begin RECORDS PROVIDED

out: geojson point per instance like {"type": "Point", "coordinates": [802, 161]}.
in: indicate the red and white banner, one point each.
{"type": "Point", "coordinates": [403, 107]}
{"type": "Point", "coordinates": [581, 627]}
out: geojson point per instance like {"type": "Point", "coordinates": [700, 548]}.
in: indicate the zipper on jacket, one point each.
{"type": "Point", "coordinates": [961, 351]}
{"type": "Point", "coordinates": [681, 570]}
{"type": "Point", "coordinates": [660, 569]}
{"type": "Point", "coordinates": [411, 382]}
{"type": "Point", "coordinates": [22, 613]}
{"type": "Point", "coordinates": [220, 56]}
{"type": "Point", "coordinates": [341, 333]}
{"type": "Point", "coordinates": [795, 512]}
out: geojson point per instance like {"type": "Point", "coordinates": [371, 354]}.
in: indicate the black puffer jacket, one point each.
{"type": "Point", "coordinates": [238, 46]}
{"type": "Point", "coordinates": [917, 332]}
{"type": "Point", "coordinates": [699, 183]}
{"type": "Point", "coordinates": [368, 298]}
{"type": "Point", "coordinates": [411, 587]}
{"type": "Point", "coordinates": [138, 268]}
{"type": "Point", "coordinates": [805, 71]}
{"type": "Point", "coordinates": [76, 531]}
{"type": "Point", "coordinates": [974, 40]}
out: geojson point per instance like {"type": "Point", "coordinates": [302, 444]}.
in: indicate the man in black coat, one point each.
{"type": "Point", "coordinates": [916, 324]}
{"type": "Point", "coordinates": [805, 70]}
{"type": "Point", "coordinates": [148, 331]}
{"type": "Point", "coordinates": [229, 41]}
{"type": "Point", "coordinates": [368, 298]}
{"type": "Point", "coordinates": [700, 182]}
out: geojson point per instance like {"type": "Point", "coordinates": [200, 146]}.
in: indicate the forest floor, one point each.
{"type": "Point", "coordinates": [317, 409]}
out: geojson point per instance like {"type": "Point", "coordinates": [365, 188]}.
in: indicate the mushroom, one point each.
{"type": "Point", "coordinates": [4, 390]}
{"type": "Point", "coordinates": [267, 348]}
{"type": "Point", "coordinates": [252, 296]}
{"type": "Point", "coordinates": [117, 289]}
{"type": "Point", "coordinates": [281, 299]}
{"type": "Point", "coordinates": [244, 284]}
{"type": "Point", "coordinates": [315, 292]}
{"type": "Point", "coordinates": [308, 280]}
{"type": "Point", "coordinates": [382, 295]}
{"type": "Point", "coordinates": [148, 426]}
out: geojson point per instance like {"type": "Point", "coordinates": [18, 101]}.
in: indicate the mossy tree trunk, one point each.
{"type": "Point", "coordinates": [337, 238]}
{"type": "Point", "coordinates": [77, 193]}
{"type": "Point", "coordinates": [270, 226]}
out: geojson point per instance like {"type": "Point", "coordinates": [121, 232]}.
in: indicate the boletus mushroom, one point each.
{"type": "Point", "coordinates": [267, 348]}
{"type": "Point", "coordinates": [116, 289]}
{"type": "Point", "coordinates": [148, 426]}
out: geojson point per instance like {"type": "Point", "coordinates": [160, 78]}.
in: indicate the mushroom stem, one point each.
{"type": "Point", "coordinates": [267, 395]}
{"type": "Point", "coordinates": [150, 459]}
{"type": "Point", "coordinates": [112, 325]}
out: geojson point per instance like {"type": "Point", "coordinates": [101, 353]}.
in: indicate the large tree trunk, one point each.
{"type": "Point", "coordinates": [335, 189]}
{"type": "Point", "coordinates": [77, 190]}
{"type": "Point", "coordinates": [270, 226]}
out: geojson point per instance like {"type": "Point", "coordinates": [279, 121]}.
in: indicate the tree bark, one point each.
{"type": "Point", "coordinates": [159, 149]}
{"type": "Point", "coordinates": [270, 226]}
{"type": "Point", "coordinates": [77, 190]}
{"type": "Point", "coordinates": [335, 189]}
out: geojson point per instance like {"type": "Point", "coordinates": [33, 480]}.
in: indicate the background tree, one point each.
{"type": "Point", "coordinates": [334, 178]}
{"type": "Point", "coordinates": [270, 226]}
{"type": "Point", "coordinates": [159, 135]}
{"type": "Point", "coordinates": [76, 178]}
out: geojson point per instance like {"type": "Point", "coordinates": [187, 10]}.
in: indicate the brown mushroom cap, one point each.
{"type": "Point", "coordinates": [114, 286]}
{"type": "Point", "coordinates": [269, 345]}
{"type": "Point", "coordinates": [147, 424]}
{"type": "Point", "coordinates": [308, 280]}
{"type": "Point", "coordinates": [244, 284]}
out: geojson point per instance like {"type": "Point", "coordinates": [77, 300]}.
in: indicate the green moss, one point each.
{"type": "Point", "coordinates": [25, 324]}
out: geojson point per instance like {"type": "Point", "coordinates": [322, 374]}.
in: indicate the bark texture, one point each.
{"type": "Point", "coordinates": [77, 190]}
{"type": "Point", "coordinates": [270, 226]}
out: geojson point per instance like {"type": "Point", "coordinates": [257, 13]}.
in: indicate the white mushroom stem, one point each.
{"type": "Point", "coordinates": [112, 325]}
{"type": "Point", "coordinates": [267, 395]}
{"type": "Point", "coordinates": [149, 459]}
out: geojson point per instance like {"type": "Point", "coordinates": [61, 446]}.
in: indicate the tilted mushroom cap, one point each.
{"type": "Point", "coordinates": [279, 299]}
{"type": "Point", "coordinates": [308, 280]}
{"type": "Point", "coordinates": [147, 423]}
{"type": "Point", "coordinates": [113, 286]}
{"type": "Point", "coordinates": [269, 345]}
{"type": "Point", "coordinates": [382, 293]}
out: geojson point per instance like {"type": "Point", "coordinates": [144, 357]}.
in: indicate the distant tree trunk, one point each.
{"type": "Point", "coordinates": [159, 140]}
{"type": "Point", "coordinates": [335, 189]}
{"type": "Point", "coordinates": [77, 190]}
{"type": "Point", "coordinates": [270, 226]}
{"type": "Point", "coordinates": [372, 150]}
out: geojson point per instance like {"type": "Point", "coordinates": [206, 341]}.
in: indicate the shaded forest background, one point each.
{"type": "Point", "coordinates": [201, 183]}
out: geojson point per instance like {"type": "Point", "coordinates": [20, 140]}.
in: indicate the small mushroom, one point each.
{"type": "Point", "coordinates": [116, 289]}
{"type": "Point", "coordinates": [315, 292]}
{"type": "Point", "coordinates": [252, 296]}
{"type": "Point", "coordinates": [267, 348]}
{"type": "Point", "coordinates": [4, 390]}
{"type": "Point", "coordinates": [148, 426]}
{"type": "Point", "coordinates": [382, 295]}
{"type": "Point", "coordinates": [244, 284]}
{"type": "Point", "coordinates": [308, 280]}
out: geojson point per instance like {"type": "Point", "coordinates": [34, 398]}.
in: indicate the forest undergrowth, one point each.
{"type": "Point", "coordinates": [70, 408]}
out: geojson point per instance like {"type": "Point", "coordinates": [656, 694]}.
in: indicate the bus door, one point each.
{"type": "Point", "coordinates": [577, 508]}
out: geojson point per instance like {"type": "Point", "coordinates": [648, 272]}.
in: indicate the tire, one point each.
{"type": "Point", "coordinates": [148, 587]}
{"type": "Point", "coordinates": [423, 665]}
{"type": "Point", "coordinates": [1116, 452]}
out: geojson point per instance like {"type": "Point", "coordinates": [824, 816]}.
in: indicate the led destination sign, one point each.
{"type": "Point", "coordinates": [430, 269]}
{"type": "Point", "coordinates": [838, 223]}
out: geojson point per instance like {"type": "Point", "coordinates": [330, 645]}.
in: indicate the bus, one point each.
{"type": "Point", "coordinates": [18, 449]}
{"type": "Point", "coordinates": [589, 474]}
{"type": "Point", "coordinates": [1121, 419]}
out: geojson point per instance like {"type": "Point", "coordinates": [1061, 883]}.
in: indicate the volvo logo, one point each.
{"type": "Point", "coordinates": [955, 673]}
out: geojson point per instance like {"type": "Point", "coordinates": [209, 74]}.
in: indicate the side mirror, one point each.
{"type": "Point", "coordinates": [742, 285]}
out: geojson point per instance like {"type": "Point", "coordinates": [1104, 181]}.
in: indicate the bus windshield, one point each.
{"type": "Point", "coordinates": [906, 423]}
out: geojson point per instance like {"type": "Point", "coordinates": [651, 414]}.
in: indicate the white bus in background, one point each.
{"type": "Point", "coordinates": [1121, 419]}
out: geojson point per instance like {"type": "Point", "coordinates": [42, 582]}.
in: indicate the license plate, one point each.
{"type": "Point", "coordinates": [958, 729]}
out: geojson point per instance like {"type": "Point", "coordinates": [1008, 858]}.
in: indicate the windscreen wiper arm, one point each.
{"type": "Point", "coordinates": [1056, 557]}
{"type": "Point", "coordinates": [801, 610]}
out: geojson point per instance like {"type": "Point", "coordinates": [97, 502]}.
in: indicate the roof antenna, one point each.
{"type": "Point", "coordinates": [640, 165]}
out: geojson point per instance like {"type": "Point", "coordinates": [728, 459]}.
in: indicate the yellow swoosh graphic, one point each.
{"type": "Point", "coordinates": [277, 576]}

end RECORDS PROVIDED

## AIM OF THE TASK:
Can you pull out every line above that contains the word "black"?

## FINISHED TASK:
in: indicate the black puffer jacket, one point each.
in: indicate the man in black coat, one point each.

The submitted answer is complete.